__Given problem__
Reproduce the listing below with every "endpoint" replaced by "service" and nothing else changed. Leave the pictures out of your answer.
----
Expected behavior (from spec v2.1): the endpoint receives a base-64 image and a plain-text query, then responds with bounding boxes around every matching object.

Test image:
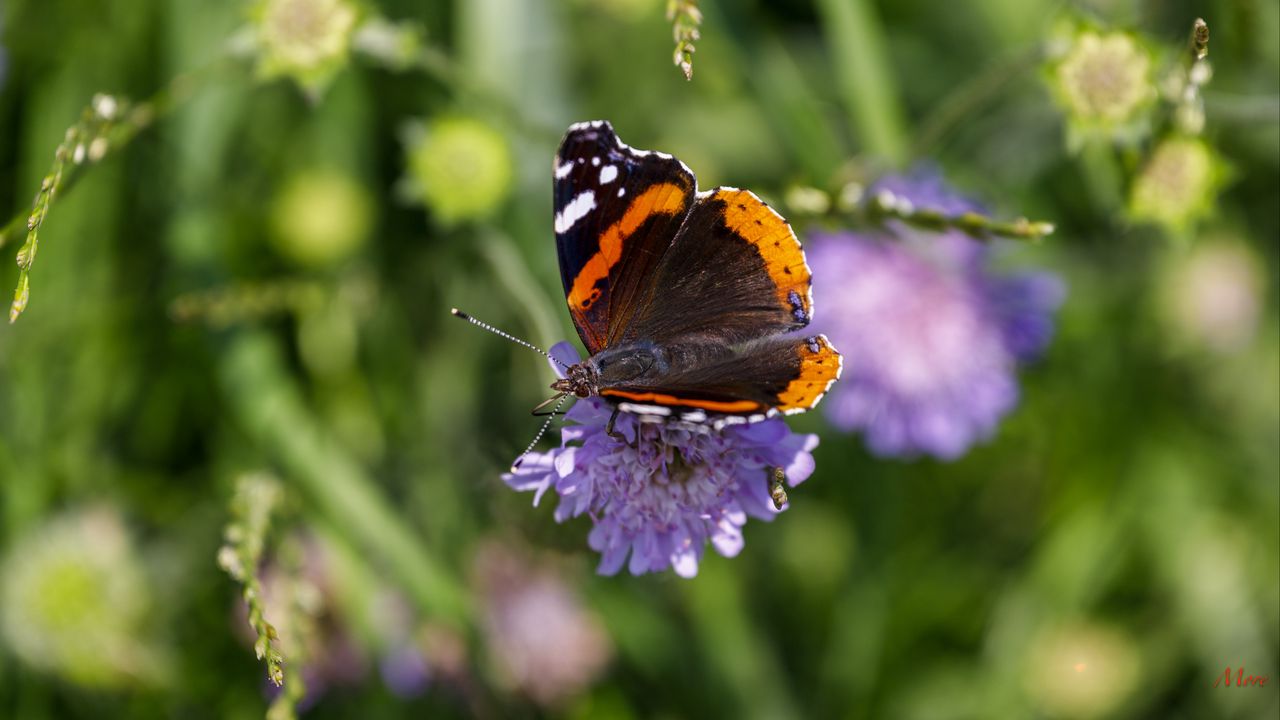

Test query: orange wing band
[712,187,813,324]
[568,183,685,311]
[777,336,844,415]
[600,389,764,413]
----
__Worked answer__
Expected behavior (from spec v2.1): the service receives a base-64 image and a plain-text query, then responds with bounding boxes around every matching object.

Test image:

Test query: orange wing band
[712,187,813,324]
[568,183,685,311]
[777,336,844,415]
[600,389,764,413]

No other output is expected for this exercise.